*STATED PROBLEM A*
Put the lines of the data entries below into a JSON list of strings, one string per line, with blank lines left out.

*EXTRACTED TEXT*
★ ★ ★ ★

That was the case with the older Craftsman routers but now the new ones come with a warranty, that should take care of boxes of old Craftsman routers,,,The new ones I have a come with a warranty that will replace it if the box that it came is damage with in 5 years ,that's hard to beat...no questions ask....If you don't like in 5 years , you get a new one...or a newer model..that's what sold me on the Craftsman... so to say I will have a new one for the next 10 years.... 


=========



allthunbs said:


> Hi Andy: I have a milk crate full of Craftsman stuff looking for non-existant parts. Stay with main-line stuff that you can get parts for. These things will last for a very long time, except when you make a mistake and something gets broken - like dropped or something.
> 
> You will never just buy one router. Over time, you will develop a collection.
> 
> ...


----------



## tryingtokeepmyfingers (Jun 3, 2008)

allthunbs said:


> I would suggest a >3 hp, plunge, 1/2" collet, without spindle lock, with variable speed. Hitachi, Makita, Porter Cable, Trend (in the UK), (OK Triton too -- just for Harry) to start. Next, a nice "D" handle, then a laminate trimmer modified for use as a "fine control" router.
> 
> Allthunbs


why no spindle lock ? 

and then I saw the TRITON for Harry. 

I love the spindle lock for table use and one of the reason I went ahead and bought a Triton to stay dedicated in the table.


----------



## allthunbs (Jun 22, 2008)

tryingtokeepmyfingers said:


> why no spindle lock ?
> 
> and then I saw the TRITON for Harry.
> 
> I love the spindle lock for table use and one of the reason I went ahead and bought a Triton to stay dedicated in the table.


Hi "Tryingtokeepmyfingers"

★ ★ ★ ★

*STATED PROBLEM B*
Answer these questions about the router thread:
(i) Within how many years does the warranty in the first post replace the router?
(ii) What collet size does allthunbs suggest?
(iii) For what use does tryingtokeepmyfingers love the spindle lock?

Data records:
★ ★ ★ ★

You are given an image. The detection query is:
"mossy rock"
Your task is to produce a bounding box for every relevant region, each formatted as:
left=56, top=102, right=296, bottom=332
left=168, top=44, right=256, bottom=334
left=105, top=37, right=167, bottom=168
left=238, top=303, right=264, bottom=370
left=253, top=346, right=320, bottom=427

★ ★ ★ ★

*FINAL ANSWER A*
[
  "You are given an image. The detection query is:",
  "\"mossy rock\"",
  "Your task is to produce a bounding box for every relevant region, each formatted as:",
  "left=56, top=102, right=296, bottom=332",
  "left=168, top=44, right=256, bottom=334",
  "left=105, top=37, right=167, bottom=168",
  "left=238, top=303, right=264, bottom=370",
  "left=253, top=346, right=320, bottom=427"
]

*FINAL ANSWER B*
(i) 5 years
(ii) 1/2"
(iii) Table use